Set out the records again, keeping every word as it is.
_ _ _
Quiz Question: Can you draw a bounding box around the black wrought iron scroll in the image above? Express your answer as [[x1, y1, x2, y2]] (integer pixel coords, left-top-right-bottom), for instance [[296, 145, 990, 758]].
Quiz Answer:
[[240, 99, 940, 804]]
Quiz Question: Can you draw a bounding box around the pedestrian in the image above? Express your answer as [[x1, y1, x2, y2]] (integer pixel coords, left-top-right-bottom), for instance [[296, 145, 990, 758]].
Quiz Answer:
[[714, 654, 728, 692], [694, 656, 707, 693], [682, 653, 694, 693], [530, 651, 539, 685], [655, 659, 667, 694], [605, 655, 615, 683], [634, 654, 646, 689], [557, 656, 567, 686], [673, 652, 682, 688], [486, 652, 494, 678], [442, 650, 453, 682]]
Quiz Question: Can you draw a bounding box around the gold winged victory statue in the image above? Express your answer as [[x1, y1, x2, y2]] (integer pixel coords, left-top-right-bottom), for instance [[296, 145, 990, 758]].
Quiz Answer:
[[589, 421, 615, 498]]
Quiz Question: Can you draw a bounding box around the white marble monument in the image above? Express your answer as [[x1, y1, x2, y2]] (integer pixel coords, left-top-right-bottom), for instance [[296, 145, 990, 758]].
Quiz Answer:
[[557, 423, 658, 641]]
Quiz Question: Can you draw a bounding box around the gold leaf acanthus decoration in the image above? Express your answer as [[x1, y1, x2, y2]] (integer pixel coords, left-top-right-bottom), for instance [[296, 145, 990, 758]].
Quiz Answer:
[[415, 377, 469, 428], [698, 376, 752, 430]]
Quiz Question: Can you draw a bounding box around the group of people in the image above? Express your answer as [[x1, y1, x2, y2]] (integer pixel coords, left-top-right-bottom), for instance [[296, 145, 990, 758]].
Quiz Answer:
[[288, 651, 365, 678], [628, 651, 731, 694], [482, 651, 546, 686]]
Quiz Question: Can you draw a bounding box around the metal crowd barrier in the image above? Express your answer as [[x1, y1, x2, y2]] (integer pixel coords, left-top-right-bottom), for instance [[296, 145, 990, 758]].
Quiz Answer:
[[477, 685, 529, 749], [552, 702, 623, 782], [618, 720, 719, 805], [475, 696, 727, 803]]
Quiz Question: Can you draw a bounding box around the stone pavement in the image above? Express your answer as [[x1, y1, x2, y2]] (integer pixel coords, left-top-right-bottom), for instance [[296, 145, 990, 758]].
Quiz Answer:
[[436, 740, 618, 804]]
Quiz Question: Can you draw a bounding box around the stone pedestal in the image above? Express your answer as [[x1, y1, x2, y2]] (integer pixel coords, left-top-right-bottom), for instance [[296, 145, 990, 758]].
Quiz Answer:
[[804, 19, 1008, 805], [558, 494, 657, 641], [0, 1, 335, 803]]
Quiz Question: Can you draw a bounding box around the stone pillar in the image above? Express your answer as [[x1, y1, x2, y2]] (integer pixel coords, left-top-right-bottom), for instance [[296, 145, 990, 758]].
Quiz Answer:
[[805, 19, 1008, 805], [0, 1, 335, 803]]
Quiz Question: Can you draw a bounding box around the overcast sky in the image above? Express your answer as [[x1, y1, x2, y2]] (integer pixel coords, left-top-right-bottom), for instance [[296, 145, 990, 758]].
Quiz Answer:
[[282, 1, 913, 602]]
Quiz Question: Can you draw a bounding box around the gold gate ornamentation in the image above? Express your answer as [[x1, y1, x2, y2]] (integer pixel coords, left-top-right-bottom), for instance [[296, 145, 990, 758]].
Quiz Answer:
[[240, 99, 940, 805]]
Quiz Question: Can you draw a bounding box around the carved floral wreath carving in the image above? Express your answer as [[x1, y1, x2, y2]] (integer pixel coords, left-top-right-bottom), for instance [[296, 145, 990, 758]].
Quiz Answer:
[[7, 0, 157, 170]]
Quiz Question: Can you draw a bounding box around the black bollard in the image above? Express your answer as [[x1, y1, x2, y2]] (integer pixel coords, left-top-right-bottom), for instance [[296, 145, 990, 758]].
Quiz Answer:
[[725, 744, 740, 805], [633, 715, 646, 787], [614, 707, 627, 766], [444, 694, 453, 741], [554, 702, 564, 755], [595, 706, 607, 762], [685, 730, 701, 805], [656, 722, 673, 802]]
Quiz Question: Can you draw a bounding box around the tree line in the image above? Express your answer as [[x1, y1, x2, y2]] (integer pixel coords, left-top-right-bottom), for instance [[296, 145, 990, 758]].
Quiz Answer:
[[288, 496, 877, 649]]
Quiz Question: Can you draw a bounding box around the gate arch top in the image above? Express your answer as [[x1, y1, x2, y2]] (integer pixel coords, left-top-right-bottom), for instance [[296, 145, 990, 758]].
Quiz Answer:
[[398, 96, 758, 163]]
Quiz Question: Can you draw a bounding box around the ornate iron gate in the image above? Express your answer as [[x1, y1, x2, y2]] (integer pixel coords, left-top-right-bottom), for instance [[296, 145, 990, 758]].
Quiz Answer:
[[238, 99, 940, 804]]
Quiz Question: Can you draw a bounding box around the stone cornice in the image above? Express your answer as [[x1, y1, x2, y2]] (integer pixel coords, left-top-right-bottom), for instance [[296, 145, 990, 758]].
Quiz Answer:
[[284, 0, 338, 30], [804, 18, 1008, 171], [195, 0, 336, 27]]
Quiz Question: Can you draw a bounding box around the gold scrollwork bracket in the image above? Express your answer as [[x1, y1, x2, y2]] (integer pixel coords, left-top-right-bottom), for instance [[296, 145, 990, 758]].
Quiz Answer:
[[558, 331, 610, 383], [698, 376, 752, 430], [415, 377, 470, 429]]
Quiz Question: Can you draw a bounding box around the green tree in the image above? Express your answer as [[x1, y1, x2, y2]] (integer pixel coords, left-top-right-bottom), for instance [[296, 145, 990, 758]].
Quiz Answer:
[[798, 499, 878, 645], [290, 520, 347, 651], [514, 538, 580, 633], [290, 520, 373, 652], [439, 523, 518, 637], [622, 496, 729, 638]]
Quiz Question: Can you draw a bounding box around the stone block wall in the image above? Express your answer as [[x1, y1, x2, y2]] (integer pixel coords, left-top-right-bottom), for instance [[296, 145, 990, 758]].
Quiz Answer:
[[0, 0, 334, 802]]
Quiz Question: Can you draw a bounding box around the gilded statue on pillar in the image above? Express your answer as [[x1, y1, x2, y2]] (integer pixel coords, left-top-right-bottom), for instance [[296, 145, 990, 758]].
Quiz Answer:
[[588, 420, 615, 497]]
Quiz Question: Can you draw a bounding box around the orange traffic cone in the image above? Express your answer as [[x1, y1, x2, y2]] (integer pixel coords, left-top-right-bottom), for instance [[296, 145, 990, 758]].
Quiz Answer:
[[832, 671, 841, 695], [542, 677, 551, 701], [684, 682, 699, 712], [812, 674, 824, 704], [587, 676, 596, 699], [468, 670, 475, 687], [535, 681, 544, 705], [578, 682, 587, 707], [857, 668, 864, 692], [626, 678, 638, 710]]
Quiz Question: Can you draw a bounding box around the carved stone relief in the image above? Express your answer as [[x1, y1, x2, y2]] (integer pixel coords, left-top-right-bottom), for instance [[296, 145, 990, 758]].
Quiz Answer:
_ _ _
§ COMPLETED EXERCISE
Quiz Question: Can you draw a bounding box around the black wrought iron scroll in the image above? Express your answer as [[x1, y1, x2, y2]] (integer pixel coords, left-top-right-bottom), for instance [[296, 145, 990, 758]].
Quiz Answer:
[[240, 99, 940, 804]]
Quiz Question: Can you draw a bounding box around the pedestrian in the image above? Express your answer as [[x1, y1, x2, y2]] (integer pixel coords, left-top-right-bottom), for instance [[296, 145, 990, 758]].
Quiz Answer:
[[714, 654, 728, 692], [694, 656, 707, 693], [682, 653, 694, 693], [530, 651, 539, 685], [655, 659, 667, 694], [605, 655, 615, 683], [634, 654, 646, 689], [557, 656, 567, 686], [673, 652, 682, 688], [486, 652, 494, 678], [442, 650, 453, 682]]
Quiz Question: Can you draw a bounding box around the gold winged victory statue in the image above? Express your answer as [[x1, y1, x2, y2]] (integer pixel coords, left-top-right-bottom), for instance [[296, 145, 990, 758]].
Quiz Answer:
[[589, 421, 615, 498]]
Quiz Question: Can you draw a bounding box around the white marble monument in the image above? Express your answer as [[x1, y1, x2, y2]] (integer pixel coords, left-top-right-bottom), for instance [[296, 145, 990, 758]].
Quiz Answer:
[[557, 423, 658, 641]]
Quiz Question: Can you draw a bounding box around the gold leaf acanthus decoration in the image above? Express your answer as [[x1, y1, x2, y2]] (integer pixel coords, left-top-right-bottom), for instance [[296, 145, 990, 758]].
Quiz Answer:
[[415, 377, 469, 428], [698, 376, 752, 430]]
Quiz Question: Can you draw a bounding box around the group of people in the image above? Express your answer as [[x1, y1, x2, y2]] (integer pixel coords, left-top-right-bottom), for instance [[296, 145, 990, 758]].
Quiz Answer:
[[288, 651, 365, 678], [628, 651, 731, 694], [482, 651, 546, 686]]
Quiz Question: Can you draw a bounding box around the metal crowd barrier in the image above? Express your answer as [[x1, y1, x2, y2]] (integer pixel coords, left-top-right-bottom), for instance [[296, 145, 990, 758]].
Quiz Answer:
[[477, 685, 529, 749], [552, 702, 623, 782], [618, 720, 719, 805], [475, 696, 727, 803]]
Quiz Question: Can you draw a bounding box around the stone pavement in the image above? Express your answer as [[x1, y1, x2, y2]] (integer pixel coords, left-top-right-bottom), for instance [[296, 145, 990, 758]].
Quiz Answer:
[[436, 740, 618, 804]]
Quiz Question: Can you draw a bounding box around the stone pedestal in the image above? Express your answer as [[x1, y1, x2, y2]] (integer pixel coords, left-top-right-bottom), for instance [[296, 145, 990, 758]].
Quiz Answer:
[[804, 19, 1008, 805], [558, 494, 657, 641], [0, 1, 335, 803]]
Quiz Question: Can you draw a bounding box around the stone pillar in the image above? Express your answer as [[x1, y1, x2, y2]] (integer pixel coords, left-top-right-bottom), for instance [[296, 145, 990, 758]].
Quiz Answer:
[[805, 19, 1008, 805], [0, 1, 335, 803]]
Quiz Question: Can you draw a bounding box around the overcast sky in the image above? Express your answer as [[x1, y1, x2, y2]] (integer pixel coords, left-top-right-bottom), for instance [[296, 145, 990, 758]].
Quiz Answer:
[[282, 1, 913, 602]]
Quiz Question: Can you draw a bounding box around the gold gate ornamentation in the image above? Express your answer as [[x1, y1, x2, y2]] (integer pixel coords, left-top-right-bottom), for instance [[296, 145, 990, 758]].
Quiz Answer:
[[240, 99, 940, 805]]
Quiz Question: Can you draw a bounding box around the carved floral wreath carving in the image above? Express your answer as [[x1, y1, x2, y2]] (integer pixel coords, left-top-right-bottom), for instance [[296, 145, 990, 758]].
Quiz Answer:
[[7, 0, 157, 170]]
Quiz Question: Can you draw a bounding box around the black bollard in the image above? Express your answer as [[x1, y1, x2, y2]] (integer pixel coords, left-top-right-bottom), for instance [[296, 145, 990, 758]].
Quiz Answer:
[[725, 744, 740, 805], [633, 715, 646, 787], [614, 707, 627, 766], [444, 694, 453, 741], [554, 702, 564, 755], [595, 706, 607, 762], [685, 730, 701, 805], [656, 722, 673, 802]]
Quiz Question: Can you draw a bounding box around the tree line in the image above? Express your answer as [[x1, y1, x2, y2]] (integer pixel coords, left-top-right-bottom), for instance [[296, 145, 990, 758]].
Quiz Answer:
[[288, 496, 877, 649]]
Quiz Question: Can you draw a bounding box around the gate arch top in the image above? Express your answer as [[x1, y1, x2, y2]] (integer pixel coords, left-top-right-bottom), for instance [[296, 145, 990, 758]].
Quiz Answer:
[[398, 96, 758, 163]]
Quiz Question: Can you draw a bounding box around the ornate iron gate in the image above? Express your answer as [[x1, y1, x2, y2]] (integer pixel coords, left-top-right-bottom), for instance [[296, 145, 990, 758]].
Quiz Answer:
[[238, 99, 940, 804]]
Quiz Question: Can you draw a bounding box around the stone cornice in the image above? Express your answer as [[x1, y1, x2, y2]] (integer pixel coords, left-top-right-bottom), for instance [[296, 145, 990, 758]].
Quiz Answer:
[[284, 0, 338, 30], [804, 18, 1008, 171], [195, 0, 336, 27]]
Quiz Question: Can you draw a bounding box around the gold scrollwork bracket in the image above? Express your answer as [[x1, y1, x2, y2]] (integer pixel coords, left-top-right-bottom), for instance [[296, 145, 990, 758]].
Quiz Answer:
[[558, 331, 610, 383], [698, 376, 752, 430], [415, 377, 470, 429]]
Quiz Question: Can you draw a bounding box around the green tree in the image above? Express your answer as [[x1, y1, x2, y2]] (integer pixel coords, left-top-right-bottom), for instance [[296, 145, 990, 758]].
Quiz Answer:
[[798, 499, 878, 645], [290, 520, 347, 651], [514, 538, 580, 633], [290, 520, 373, 652], [439, 523, 518, 637], [622, 496, 729, 638]]
Quiz Question: Can you draw a bounding box around the stone block wall in the image above? Express your answer as [[x1, y1, x2, y2]] (integer pixel coords, left-top-right-bottom), for instance [[296, 145, 990, 758]].
Quiz Answer:
[[0, 0, 334, 802]]
Quiz Question: Can you draw a bounding box around the gilded statue on pillar in the image above? Express your answer as [[x1, y1, x2, y2]] (integer pixel coords, left-top-right-bottom), for instance [[296, 145, 990, 758]].
Quiz Answer:
[[588, 420, 615, 497]]
Quiz Question: Can you draw a bounding box around the orange traffic cone in the image above? Express your answer as [[x1, y1, x2, y2]] (integer pixel coords, left-top-right-bottom), for instance [[296, 145, 990, 758]].
Quiz Answer:
[[832, 671, 841, 695], [542, 677, 551, 701], [684, 682, 699, 712], [812, 674, 824, 704], [587, 676, 596, 699], [468, 670, 475, 687], [535, 681, 544, 705], [578, 682, 587, 707], [857, 668, 864, 692], [626, 678, 638, 710]]
Quiz Question: Can you draw a bounding box around the carved stone relief in the image above? Express your answer as [[x1, y1, x2, y2]] (integer pixel coords, left-top-right-bottom), for instance [[296, 145, 990, 758]].
Quiz Answer:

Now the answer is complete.